Requirement 1
In the Rochester lawsuit article, copy the passage starting at "Elena Dinverno participated" and ending at "school board's decisions.".
Requirement 2
Answer these questions from the Rochester lawsuit article:
(a) Which official was named in the calls for resignation at the Monday meeting?
(b) When did Dinverno file her lawsuit?
(c) What did the Facebook groups Dinverno took part in favor?
Requirement 3
Go on with the Rochester lawsuit article, starting after its last sentence.

ROCHESTER, Mich. (AP) — A Rochester mother who claimed she lost her job for criticizing COVID-19 policies in local schools has reached a tentative deal to settle a lawsuit against the district, a lawyer said Tuesday.
Controversy over how Rochester Community Schools handled outspoken parents continues to simmer in the Oakland County community. There were calls for the resignation of Superintendent Bob Shaner and other officials at a meeting Monday.
"We have to address ... the abusive and bullying behavior by our district that has been condoned by our board of education," Andrew Weaver told the school board.
Elena Dinverno participated in Facebook groups that were in favor of reopening schools for in-person instruction in 2020. She said she frequently questioned the school board's decisions.
Dinverno filed a lawsuit last spring, saying her free speech rights were violated when she lost her job after a school board member contacted her employer.

The data
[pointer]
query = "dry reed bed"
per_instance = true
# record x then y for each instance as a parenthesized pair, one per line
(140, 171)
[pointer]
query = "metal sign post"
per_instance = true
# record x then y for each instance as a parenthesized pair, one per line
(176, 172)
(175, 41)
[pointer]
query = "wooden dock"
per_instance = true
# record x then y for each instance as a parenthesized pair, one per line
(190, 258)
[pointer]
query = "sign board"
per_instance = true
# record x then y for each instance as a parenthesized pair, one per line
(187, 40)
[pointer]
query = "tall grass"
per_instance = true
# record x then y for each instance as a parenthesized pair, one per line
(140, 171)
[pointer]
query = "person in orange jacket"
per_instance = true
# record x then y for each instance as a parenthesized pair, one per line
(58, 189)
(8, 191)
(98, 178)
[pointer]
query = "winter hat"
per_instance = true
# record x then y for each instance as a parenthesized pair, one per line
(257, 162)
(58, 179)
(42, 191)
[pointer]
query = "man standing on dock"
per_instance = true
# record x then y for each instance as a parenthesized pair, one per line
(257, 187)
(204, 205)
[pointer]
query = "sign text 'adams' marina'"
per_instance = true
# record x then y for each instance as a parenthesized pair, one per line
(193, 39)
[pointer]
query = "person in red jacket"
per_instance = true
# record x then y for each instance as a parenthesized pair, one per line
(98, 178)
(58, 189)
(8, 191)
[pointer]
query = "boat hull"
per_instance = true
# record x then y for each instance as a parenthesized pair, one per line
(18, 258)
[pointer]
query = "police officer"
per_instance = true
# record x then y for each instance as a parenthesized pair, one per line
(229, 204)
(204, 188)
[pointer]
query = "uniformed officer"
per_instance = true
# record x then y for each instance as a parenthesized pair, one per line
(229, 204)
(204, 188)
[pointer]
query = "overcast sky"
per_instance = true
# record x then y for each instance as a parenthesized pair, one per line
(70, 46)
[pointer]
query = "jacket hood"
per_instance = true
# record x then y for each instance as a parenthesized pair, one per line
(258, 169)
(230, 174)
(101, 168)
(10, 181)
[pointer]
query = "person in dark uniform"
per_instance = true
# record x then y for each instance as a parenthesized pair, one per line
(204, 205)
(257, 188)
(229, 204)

==

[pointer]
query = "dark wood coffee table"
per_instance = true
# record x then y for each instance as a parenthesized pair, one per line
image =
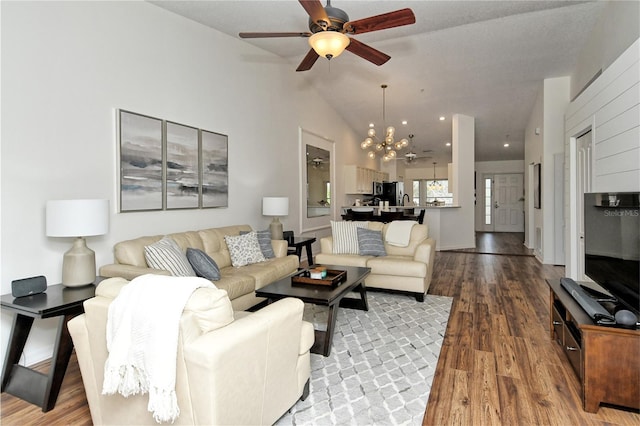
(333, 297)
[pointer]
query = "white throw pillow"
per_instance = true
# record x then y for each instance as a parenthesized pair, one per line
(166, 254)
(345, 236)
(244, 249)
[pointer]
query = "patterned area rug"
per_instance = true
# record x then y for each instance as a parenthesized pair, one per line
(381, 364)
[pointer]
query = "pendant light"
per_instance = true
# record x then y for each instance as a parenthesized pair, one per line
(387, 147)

Answer 1
Elena Dinverno participated in Facebook groups that were in favor of reopening schools for in-person instruction in 2020. She said she frequently questioned the school board's decisions.

Answer 2
(a) Superintendent Bob Shaner
(b) Last spring
(c) Reopening schools for in-person instruction in 2020

Answer 3
In a court filing, the district now acknowledges that a deputy superintendent, not a school board member, made a call, though attorneys deny any wrongdoing.
Dinverno's attorney, Deborah Gordon, said she has reached a tentative lawsuit settlement with school officials. No details were disclosed yet. There was no immediate comment from the district Tuesday.
"They have zero business policing her speech," Gordon said in 2021 when the lawsuit was filed.
Rochester school board member Joe Pittel is proposing an anti-retaliation policy that would bar district officials from taking action against people who make a "good-faith complaint" or question policies.